Excerpted records: Begin
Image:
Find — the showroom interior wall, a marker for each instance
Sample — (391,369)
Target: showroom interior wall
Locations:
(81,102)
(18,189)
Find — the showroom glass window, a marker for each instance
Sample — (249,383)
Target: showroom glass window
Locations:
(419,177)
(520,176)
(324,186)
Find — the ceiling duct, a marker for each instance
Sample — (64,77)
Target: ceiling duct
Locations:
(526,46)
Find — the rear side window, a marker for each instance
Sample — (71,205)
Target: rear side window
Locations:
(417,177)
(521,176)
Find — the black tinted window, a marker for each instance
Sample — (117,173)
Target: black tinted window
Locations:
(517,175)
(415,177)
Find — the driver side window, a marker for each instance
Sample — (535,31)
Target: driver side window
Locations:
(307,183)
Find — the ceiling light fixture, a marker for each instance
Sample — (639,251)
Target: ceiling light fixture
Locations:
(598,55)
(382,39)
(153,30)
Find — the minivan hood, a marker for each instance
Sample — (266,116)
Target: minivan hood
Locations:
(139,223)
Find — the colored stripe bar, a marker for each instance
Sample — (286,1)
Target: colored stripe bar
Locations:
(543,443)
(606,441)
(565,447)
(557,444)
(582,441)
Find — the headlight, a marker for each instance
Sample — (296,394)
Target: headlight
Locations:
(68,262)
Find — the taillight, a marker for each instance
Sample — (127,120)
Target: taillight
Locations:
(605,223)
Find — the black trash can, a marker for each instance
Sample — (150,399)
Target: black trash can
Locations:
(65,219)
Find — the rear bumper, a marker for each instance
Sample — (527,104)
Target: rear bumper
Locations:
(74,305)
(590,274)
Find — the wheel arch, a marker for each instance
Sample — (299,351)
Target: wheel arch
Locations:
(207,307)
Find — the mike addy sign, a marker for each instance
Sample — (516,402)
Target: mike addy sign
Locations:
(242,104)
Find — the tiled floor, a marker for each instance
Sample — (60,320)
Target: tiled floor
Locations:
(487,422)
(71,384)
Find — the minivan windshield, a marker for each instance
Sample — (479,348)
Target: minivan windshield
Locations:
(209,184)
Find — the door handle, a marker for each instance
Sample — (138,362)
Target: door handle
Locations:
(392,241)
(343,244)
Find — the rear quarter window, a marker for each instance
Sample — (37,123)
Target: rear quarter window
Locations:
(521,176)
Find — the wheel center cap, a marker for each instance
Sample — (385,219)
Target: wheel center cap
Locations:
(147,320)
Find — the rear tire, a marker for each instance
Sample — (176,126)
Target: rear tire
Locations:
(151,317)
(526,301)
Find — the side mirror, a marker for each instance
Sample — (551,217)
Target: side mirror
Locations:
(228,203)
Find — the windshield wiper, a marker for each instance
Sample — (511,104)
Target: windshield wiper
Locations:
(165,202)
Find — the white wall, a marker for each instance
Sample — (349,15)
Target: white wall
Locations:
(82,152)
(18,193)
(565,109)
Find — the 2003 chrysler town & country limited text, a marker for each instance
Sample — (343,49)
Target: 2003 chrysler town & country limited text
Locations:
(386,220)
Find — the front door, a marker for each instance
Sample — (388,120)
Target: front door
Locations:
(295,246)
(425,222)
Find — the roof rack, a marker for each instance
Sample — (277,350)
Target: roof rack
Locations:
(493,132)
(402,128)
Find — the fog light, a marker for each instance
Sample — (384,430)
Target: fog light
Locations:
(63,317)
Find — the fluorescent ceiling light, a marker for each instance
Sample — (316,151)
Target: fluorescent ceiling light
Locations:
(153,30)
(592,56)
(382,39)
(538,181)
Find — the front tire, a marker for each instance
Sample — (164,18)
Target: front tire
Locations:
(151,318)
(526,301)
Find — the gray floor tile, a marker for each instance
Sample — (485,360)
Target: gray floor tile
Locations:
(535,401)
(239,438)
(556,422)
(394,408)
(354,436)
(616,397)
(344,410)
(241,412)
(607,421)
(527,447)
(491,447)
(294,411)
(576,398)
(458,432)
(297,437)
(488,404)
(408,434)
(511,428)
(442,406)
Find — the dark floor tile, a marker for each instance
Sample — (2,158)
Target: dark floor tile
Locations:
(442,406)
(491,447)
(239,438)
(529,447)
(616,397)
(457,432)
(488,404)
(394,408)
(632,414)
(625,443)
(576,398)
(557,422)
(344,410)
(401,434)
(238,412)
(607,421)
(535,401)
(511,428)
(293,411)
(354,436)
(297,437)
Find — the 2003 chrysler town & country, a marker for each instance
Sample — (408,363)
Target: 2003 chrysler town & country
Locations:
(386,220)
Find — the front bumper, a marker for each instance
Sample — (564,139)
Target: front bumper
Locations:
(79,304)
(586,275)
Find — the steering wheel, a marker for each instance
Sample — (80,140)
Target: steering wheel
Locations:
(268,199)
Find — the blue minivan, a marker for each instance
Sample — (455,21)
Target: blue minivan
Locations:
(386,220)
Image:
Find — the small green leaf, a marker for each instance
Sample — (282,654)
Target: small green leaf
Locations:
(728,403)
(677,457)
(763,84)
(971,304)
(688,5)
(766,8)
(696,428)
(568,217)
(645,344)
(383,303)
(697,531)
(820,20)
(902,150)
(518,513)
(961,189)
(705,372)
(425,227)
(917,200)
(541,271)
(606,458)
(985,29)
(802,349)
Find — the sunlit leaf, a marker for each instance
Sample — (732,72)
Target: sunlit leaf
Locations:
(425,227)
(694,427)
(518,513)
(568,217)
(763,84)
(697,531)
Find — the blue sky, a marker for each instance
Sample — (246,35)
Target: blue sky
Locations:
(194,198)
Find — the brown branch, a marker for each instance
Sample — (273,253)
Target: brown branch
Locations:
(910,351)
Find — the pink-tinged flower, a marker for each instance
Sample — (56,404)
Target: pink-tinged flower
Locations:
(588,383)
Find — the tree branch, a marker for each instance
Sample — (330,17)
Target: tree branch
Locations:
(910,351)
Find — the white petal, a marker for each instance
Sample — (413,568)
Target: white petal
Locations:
Excerpted records: End
▶ **Task objective**
Without leaving anything out, repeat every entry shown above.

▶ **Solution to this exercise**
Image:
Find — the showroom interior wall, a marker for each instance
Sample — (391,369)
Target: showroom interior wall
Locations:
(81,102)
(18,189)
Find — the showroom glass window, a marker for each instance
Sample — (249,383)
Target: showroom glass window
Locations:
(419,177)
(520,176)
(324,186)
Find — the ceiling duct, a marker for each instance
Sample — (64,77)
Target: ceiling duct
Locations:
(526,46)
Find — the rear side window, a marker for each instance
Sample — (71,205)
Target: rear side window
Locations:
(417,177)
(521,176)
Find — the black tinted window, a marker for each instance
Sample — (117,173)
Target: black tinted window
Locations:
(517,175)
(415,177)
Find — the driver side window, a marker for each instance
Sample — (535,31)
Target: driver side window
Locations:
(307,183)
Find — the ceiling light fixture, a marker for each instance
Sample — (639,251)
Target: ceiling light fixture
Locations:
(598,55)
(382,39)
(153,30)
Find — the minivan hood, a marker for each instance
Sample — (266,116)
Target: minivan hood
Locations:
(139,223)
Find — the colored stripe bar, a marker for each instance
Sample — (286,1)
Target: colored stripe bar
Locations:
(543,443)
(606,441)
(565,447)
(557,444)
(582,441)
Find — the headlight, a marker for each instance
Sample — (296,394)
Target: headlight
Locations:
(68,262)
Find — the taillight, a marker for each instance
Sample — (127,120)
Target: taillight
Locations:
(605,223)
Find — the black trash can, a marker for each instance
Sample — (150,399)
Target: black trash can
Locations:
(65,219)
Find — the rear bumper, a marker for each instance
Sample — (527,104)
Target: rear bumper
Locations:
(74,305)
(590,274)
Find — the wheel arch, a marker for each instance
Sample — (299,351)
Target: wheel arch
Locations:
(207,307)
Find — the mike addy sign, a marker for each instance
Sample — (516,402)
Target: mike addy sign
Locations:
(242,104)
Find — the tiled floor, a marker for each instance
Sample — (60,320)
Target: tiled floor
Locations:
(487,422)
(71,384)
Find — the minivan windshield, a marker for each instance
Sample — (479,348)
Target: minivan windshield
Locations:
(209,184)
Find — the door handle, a marker for each instance
Sample — (138,362)
Target: door handle
Locations:
(392,241)
(343,244)
Find — the rear quarter window, a marker for each instance
Sample — (37,123)
Target: rear quarter window
Locations:
(521,176)
Find — the wheel center cap, a marker for each instance
Sample — (385,219)
Target: wheel center cap
Locations:
(147,320)
Find — the rear tire, a marker for each instance
Sample — (176,126)
Target: rear tire
Locations:
(151,317)
(526,301)
Find — the side mirror, a marker for each instance
Sample — (551,217)
Target: side mirror
Locations:
(228,203)
Find — the windshield wiper, a marker for each instance
Sample — (511,104)
Target: windshield wiper
Locations:
(165,202)
Find — the white wall, a marker for each instance
Sample — (349,15)
Target: white wall
Locations:
(82,152)
(18,193)
(565,109)
Find — the 2003 chrysler town & country limited text, a marker for each instance
Sample — (343,49)
Target: 2003 chrysler town & country limited text
Locations:
(386,220)
Find — the front door, a marker for each instance
Sample — (388,120)
Target: front door
Locations:
(295,246)
(425,222)
Find — the roof rack, a marker for each instance
Sample — (277,350)
Target: roof rack
Locations:
(493,132)
(402,128)
Find — the fog light, a marker for each instance
Sample — (384,430)
Target: fog light
Locations:
(63,317)
Find — the fluorescent ceiling light, a marker for each instance
Sample — (316,151)
Target: fluorescent ceiling light
Locations:
(153,30)
(592,56)
(382,39)
(538,181)
Find — the front tire, a marker for each instance
Sample — (164,18)
Target: front tire
Locations:
(151,318)
(526,301)
Find — the gray floor tile, a marker for each instance
Sample — (485,360)
Target: gray floor tile
Locations:
(535,401)
(239,438)
(556,422)
(394,408)
(354,436)
(616,397)
(344,410)
(241,412)
(607,421)
(527,447)
(491,447)
(294,411)
(576,398)
(458,432)
(297,437)
(488,404)
(408,434)
(511,428)
(442,406)
Find — the dark floor tile, a marker for each instance
Sample — (2,158)
Target: dark floor tile
Locations:
(442,406)
(491,447)
(239,438)
(529,447)
(616,397)
(457,432)
(488,404)
(394,408)
(632,414)
(625,443)
(576,398)
(557,422)
(344,410)
(401,434)
(238,412)
(607,421)
(535,401)
(511,428)
(293,411)
(354,436)
(297,437)
Find — the 2003 chrysler town & country, a marker for each instance
Sample — (408,363)
Target: 2003 chrysler town & country
Locations:
(386,220)
Find — the front bumper, a marker for each instance
Sample — (564,139)
Target: front bumper
Locations:
(79,304)
(586,275)
Find — the steering wheel, a marker for each instance
Sample — (80,140)
Target: steering wheel
Locations:
(268,199)
Find — the blue minivan, a marker for each instance
Sample — (455,21)
Target: blue minivan
Locations:
(386,220)
Image:
Find — the small green leaf, a marker for each instance
Sample — (282,654)
Target: small green leaf
Locations:
(728,403)
(677,457)
(763,84)
(971,304)
(688,5)
(766,8)
(696,428)
(568,217)
(645,344)
(383,303)
(697,531)
(820,20)
(902,150)
(518,513)
(961,189)
(705,372)
(425,227)
(917,200)
(541,271)
(606,458)
(985,29)
(802,349)
Find — the sunlit leaf, a marker for each instance
Sample — (732,72)
Target: sunlit leaf
Locations:
(425,227)
(694,427)
(518,513)
(568,217)
(763,84)
(697,531)
Find — the blue sky, a marker for each instance
Sample — (246,35)
Target: blue sky
Locations:
(194,198)
Find — the brown branch, a marker for each instance
Sample — (273,253)
Target: brown branch
Locations:
(910,351)
Find — the pink-tinged flower, a marker for each instance
Sample — (56,404)
Target: pink-tinged flower
Locations:
(588,383)
Find — the tree branch, a marker for each instance
Sample — (330,17)
Target: tree branch
Locations:
(910,351)
Find — the white petal, a marker for each instance
Sample — (413,568)
Target: white petal
Locations:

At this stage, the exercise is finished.